* [Exercise requirements]: Exclude any images and output the remaining records exactly.
[Source data start]
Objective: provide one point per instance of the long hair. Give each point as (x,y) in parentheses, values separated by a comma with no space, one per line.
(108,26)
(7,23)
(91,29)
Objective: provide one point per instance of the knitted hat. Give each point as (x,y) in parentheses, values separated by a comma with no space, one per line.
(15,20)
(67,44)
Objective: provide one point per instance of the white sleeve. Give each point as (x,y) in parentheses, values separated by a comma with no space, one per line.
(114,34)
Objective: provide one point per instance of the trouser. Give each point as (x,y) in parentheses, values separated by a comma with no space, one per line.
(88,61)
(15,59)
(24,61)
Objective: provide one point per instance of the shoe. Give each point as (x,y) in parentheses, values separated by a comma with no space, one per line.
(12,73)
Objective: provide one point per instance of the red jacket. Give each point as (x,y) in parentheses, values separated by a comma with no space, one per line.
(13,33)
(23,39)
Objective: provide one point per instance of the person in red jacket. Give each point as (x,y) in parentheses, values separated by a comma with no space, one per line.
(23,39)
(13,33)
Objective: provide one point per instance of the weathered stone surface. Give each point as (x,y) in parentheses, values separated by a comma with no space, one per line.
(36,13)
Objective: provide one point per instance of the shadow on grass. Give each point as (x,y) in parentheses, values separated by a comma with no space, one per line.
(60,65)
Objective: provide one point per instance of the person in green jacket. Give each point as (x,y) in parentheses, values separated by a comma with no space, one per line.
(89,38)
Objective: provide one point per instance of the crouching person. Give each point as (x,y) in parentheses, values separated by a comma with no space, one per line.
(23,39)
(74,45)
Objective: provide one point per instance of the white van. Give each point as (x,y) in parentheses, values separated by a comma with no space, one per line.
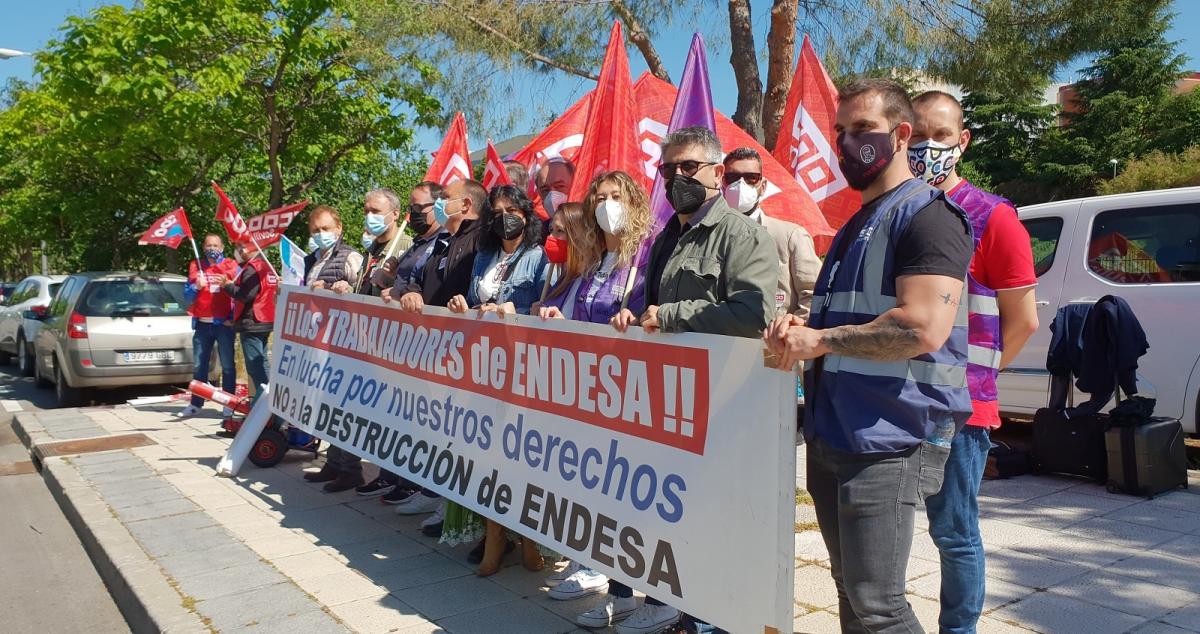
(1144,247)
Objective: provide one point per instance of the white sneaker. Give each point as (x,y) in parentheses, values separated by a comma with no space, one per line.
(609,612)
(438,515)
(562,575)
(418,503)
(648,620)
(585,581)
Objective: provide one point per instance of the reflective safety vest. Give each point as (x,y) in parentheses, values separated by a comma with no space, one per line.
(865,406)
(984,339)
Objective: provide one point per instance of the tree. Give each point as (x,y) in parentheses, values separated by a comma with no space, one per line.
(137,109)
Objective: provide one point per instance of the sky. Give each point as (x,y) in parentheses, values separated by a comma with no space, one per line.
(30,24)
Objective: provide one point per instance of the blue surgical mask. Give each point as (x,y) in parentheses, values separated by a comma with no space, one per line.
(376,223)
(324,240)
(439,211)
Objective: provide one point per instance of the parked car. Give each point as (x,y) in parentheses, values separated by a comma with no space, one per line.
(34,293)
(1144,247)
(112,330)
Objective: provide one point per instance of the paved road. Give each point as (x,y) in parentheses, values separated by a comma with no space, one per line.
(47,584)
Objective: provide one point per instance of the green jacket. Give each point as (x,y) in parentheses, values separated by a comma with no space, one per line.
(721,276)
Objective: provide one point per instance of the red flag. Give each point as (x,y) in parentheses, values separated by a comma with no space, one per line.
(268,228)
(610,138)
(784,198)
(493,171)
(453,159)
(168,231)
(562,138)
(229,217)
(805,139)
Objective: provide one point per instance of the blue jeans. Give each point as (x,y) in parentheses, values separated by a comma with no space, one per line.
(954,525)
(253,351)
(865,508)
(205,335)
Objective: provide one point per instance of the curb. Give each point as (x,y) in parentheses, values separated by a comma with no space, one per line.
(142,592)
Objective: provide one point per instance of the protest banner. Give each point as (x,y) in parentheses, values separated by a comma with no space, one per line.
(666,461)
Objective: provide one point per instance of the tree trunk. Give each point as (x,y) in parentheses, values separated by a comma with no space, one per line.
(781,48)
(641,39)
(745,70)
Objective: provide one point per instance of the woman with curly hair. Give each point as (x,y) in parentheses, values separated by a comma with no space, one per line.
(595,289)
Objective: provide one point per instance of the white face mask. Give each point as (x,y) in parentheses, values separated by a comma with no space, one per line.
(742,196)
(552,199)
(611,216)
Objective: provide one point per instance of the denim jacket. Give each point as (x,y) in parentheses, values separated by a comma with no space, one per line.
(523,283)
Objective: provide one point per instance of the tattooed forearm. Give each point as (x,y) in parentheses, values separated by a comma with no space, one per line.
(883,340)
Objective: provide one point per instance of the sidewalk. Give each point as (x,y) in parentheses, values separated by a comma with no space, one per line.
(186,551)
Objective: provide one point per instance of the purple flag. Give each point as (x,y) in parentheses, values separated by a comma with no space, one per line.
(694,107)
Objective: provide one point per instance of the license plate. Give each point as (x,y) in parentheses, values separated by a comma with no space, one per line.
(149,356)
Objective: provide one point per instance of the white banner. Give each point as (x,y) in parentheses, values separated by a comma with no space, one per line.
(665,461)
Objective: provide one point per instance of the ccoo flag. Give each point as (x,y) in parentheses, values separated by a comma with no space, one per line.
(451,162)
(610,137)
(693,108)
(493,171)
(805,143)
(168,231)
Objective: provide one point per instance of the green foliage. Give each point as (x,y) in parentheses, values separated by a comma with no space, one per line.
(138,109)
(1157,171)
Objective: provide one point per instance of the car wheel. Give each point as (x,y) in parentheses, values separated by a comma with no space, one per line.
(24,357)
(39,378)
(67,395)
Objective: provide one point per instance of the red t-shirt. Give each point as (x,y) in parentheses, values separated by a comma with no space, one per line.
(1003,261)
[Source data end]
* [The result]:
Objective: provide one point per instance of the long hair. Give each point as (x,y) in parentheses, values separated by a comma with no space, one per line.
(108,26)
(7,23)
(91,29)
Objective: provide one point per instance of the knitted hat. Give each point as (x,y) in parentheses, values separated by a comma with no space, one per line.
(15,20)
(67,44)
Objective: provide one point per instance of the white sleeve. Give each point as (x,y) in parentheses, values separated by a comma with no space, one per line.
(114,34)
Objective: provide one point per instance of the trouser. Give each point as (x,y) in parentheses, values separated by a comma with no space, one per line.
(88,61)
(15,59)
(24,61)
Objective: provide one point per instance of the shoe. Give each point as (x,y) in parentheses, values separated by a comma with no space, one per line.
(12,73)
Objective: provide one point per instance of the red jacket. Give each point as (x,y) in parentheses, values separated by a comma with no space, one per line.
(13,33)
(23,39)
Objective: provide one point per instance of the person in red jacket. Give each point as (x,y) in parentheses, values separated by a comma with no space, one per line.
(23,39)
(13,33)
Objective: provide one point per instance of the weathered stone surface. Give each point as (x,y) in parentheses, values separated by a comma with no space, one per line.
(36,13)
Objective: provide one point per instance of the shadow on grass. Give each point as (x,y) in parentheses, values separated by a comma with no space, one per line.
(60,65)
Objective: provide one point per instance of the person in green jacket. Give each point as (x,y) in parentheses, values separated by a comma with no space, one per line.
(89,38)
Objective: provide one point per instance of the crouching person. Give each point as (x,y) in parentheses, values separated by a comma with no space, one per line.
(23,39)
(74,45)
Objective: provide one point per instance of the white van. Give each point as (x,y) in parentheses, values separated by a comma with no space, one per line.
(1144,247)
Objective: provide one point per instance of the white sneaker. Give each point as (x,y) in parentheses, values separated by a comma with no space, one per line.
(609,612)
(438,515)
(562,575)
(418,503)
(648,620)
(585,581)
Objective: provide one point per instance of the reflective safety vest. Give each point as (x,y) in parentheses, values separated by a comma with no space, one per line.
(865,406)
(984,339)
Objective: provide one point per instance of the tree. Give each point as (x,y) in parentheses, values separated by a comma with no space, one per line.
(137,109)
Objective: provide one point per instance of the sky. Give each point as (x,y) in parentheses, values separated by a comma with no space, one per line.
(30,24)
Objective: provide one point per instance of the blue surgical mask. Give each point as (x,y) in parentheses, values separated by a comma with no space, one per line.
(376,223)
(324,240)
(439,211)
Objective: provide one point per instance of the parked car. Give each point as (x,y) in parentheses, values separated by a comma with no space, one per line.
(34,293)
(1144,247)
(112,330)
Objective: provide one point per instance of the paved road. Give each point as (x,y) in parentheses, values separated by a comma with no space, one per line.
(47,584)
Objective: provide one point per instance of the green jacket. Give each point as (x,y) in parentheses, values separated by a comma with no space, one per line.
(721,276)
Objective: provide one point per instance of the red flag. Give each point as (x,y) in parentheses, values separated by a comma with no space, one per line.
(268,228)
(610,138)
(784,198)
(493,171)
(453,159)
(168,231)
(562,138)
(229,217)
(805,139)
Objective: provide one point per instance of the blue jeans. Give each point as (x,y) in parentheses, values separated by a comma with no space, one per line.
(954,525)
(253,351)
(865,508)
(205,335)
Objective: provide one point per instance of the curb. Give each point as (x,y) in parentheses, values separated by a comma with no space, one per line.
(142,592)
Objective: provide one point per instance of the protest banner. Give each point as (x,y) in parentheses, values separated by a comma with no space, one per line.
(666,461)
Objective: provide one point per instance of the tree trunk. Give each point as (x,y) in parentheses, values separated by a comma with no space, one per line.
(781,48)
(641,39)
(745,70)
Objective: provide one point per instance of the woman with curly hair. Give each point as (x,y) in parentheses, values separated by a comma with no space, one per line.
(595,289)
Objective: provide one point per instance of the white face mask. Give each point as (x,y) in parentheses, values separated by a comma with no space, one per line.
(742,196)
(552,199)
(611,216)
Objective: provide one point per instance of the denim jacket. Give each point as (x,y) in parentheses, values separated by a comma with no space, one per line.
(523,283)
Objective: provide one point per instance of the tattooed forearm. Give each point as (x,y) in parentheses, values separated by a comma with no space, one per line.
(883,340)
Objective: provide one point per instance of the sidewalk. Give each point as (x,y) in parentheses, values separated by a comma with no space, one per line.
(186,551)
Objective: provide one point per instance of the purple flag. Give each point as (x,y) in parentheses, values separated by a comma with no space, one per line.
(694,107)
Objective: provide one point per instance of the license plate. Give each point as (x,y) in parentheses, values separated by a comma with no space, one per line.
(149,356)
Objective: provide one point per instance of the white banner. Give each point as (x,y) in parentheses, values separated by a comma with no space, one per line.
(665,461)
Objective: provide one point per instance of the ccoo flag. Give each point as (x,y) in parentheses, values separated by a comma with no space, one per line.
(451,162)
(610,137)
(693,108)
(493,171)
(805,143)
(168,231)
Objective: provide one point per instance of the green foliage. Give each point as (x,y) in parentheses, values separated by a comma with no space, one per line.
(138,109)
(1157,171)
Objective: provide one point per instance of the car wheel. Give each point as (x,y) in parentheses, values separated by a comma with no space, one per line.
(24,357)
(39,378)
(67,395)
Objective: provide one point per instance of the red t-shirt. Give each point as (x,y) in parentheses, values separated by a comma with no space, one per line.
(1003,261)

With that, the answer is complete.